Stated goal: Please render the data below as a numbered list, skipping any blank lines and leaving out the picture markers.

Records to process:
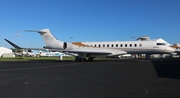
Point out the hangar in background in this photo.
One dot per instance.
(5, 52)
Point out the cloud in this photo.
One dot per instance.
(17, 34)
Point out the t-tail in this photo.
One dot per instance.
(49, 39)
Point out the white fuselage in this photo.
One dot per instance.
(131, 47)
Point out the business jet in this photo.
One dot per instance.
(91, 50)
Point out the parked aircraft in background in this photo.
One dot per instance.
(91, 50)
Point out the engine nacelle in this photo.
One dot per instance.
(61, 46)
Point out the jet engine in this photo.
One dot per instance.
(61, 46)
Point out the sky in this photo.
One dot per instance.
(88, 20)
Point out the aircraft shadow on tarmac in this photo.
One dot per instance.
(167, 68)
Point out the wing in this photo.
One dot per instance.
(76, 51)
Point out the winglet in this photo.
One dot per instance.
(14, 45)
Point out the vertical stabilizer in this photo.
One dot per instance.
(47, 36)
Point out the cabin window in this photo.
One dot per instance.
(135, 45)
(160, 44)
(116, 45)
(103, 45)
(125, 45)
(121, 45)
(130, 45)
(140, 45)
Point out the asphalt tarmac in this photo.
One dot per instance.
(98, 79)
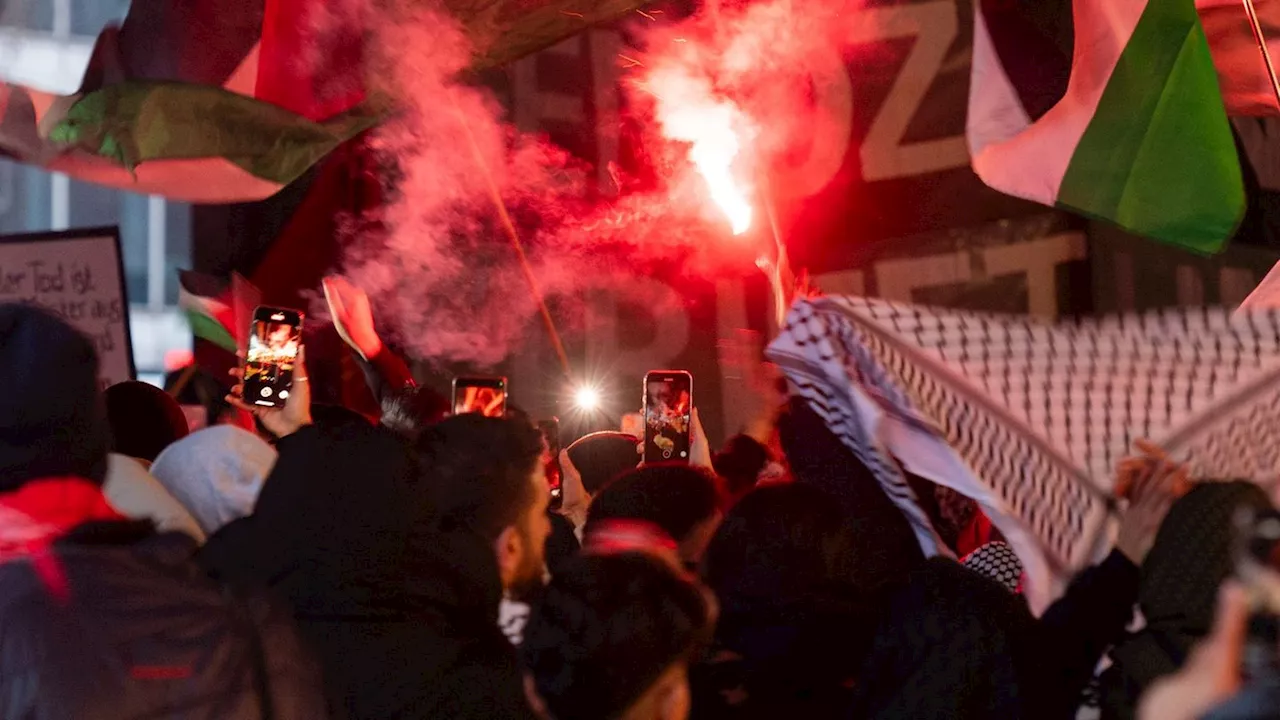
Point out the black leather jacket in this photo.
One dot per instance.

Answer for this exercise:
1. Point out the hangar in background in this photo.
2. One dot per instance.
3. (5, 52)
4. Point out the cloud in this photo.
5. One dot per instance.
6. (17, 34)
7. Point out the t-tail in this photo.
8. One dot per instance.
9. (49, 39)
10. Point out the white fuselage in this photo.
11. One dot per instance.
12. (131, 47)
13. Point out the business jet in this photo.
14. One dot per instance.
15. (91, 50)
16. Point out the parked aircraft in background in this photo.
17. One dot per instance.
18. (91, 50)
19. Point out the engine nacelle in this photo.
20. One dot per instance.
21. (61, 46)
22. Point out the jet engine in this photo.
23. One dot per instance.
24. (61, 46)
25. Point out the sky in this photo.
26. One dot per instance.
27. (88, 20)
28. Point out the aircraft shadow on tarmac in this photo.
29. One dot per instance.
30. (167, 68)
31. Point out the wing in this photo.
32. One dot per instance.
33. (76, 51)
34. Point out the winglet in this photo.
35. One dot per instance.
36. (14, 45)
37. Point out the vertical stabilizer in this photo.
38. One dot per instance.
39. (47, 36)
40. Point out the cabin window in this photo.
41. One dot per instance.
42. (135, 45)
43. (160, 44)
44. (116, 45)
45. (103, 45)
46. (125, 45)
47. (121, 45)
48. (130, 45)
49. (140, 45)
50. Point out the asphalt tarmac in this photo.
51. One dot per instance.
52. (98, 79)
53. Point out the black leather jacket in this photo.
54. One dot per instance.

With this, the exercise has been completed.